• [WRITTEN INSTRUCTION 1] In the chi-square excerpt, what text runs between "A similar chi-square" and "Among Bundles Tokens.", inclusive? Quote it word for word.
• [WRITTEN INSTRUCTION 2] How would you render this sentence from the chi-square excerpt in Spanish: "A similar chi-square test was administered to determine whether the functional differences in the distribution of bundle tokens are statistically significant."
• [WRITTEN INSTRUCTION 3]
Does the chi-square excerpt support each statement below? For each, answer yes or no and quote the words that settle it.
(a) Cramer's V is reported as 0.129.
(b) The results show no significant difference in how functions are distributed across the three text types.
(c) The test has 4 degrees of freedom.

• [SELECTED EXCERPT]

Chi-Square Results of the Functional Differences Among Bundle Types.

χ² = 9.8 df = 4, p = .045 Cramer’s V = 0.129	DISS-ONs	JOL-ARs	TXT-BKs
Structural pattern	Types	Types	Types
Research-based
Observed	38	49	69
Expected	33.77	61.65	60.58
R	.73	−1.61	1.08
Text-based
Observed	16	38	24
Expected	16.89	30.82	30.29
R	−0.22	1.29	−1.14
Participant-based
Observed	9	28	20
Expected	12.34	22.53	22.13
R	−.95	1.15	−.45

A similar chi-square test was administered to determine whether the functional differences in the distribution of bundle tokens are statistically significant. The results show a significant difference in the distribution of functions served by the bundles within the three text types, as is illustrated in Table 8.

Table 8.

Chi-Square Results of the Functional Differences Among Bundles Tokens.

• [RECORDED DATA]
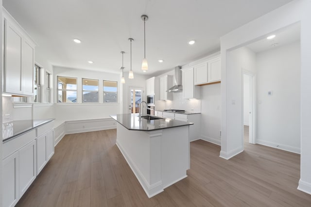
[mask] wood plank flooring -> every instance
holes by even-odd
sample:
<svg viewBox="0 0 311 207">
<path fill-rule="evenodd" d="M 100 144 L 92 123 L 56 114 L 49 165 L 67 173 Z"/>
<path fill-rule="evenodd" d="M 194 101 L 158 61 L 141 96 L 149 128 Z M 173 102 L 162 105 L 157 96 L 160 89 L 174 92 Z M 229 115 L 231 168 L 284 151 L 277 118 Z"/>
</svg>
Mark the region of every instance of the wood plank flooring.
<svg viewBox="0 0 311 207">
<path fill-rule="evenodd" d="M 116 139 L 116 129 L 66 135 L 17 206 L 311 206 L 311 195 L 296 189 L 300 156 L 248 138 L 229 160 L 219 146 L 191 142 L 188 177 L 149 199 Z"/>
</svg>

• [WRITTEN REPLY 1]
A similar chi-square test was administered to determine whether the functional differences in the distribution of bundle tokens are statistically significant. The results show a significant difference in the distribution of functions served by the bundles within the three text types, as is illustrated in Table 8.

Table 8.

Chi-Square Results of the Functional Differences Among Bundles Tokens.

• [WRITTEN REPLY 2] Se aplicó una prueba de chi-cuadrado similar para determinar si las diferencias funcionales en la distribución de los tokens de los paquetes son estadísticamente significativas.

• [WRITTEN REPLY 3]
(a) Yes: "Cramer’s V = 0.129"
(b) No: "The results show a significant difference in the distribution of functions served by the bundles within the three text types"
(c) Yes: "df = 4"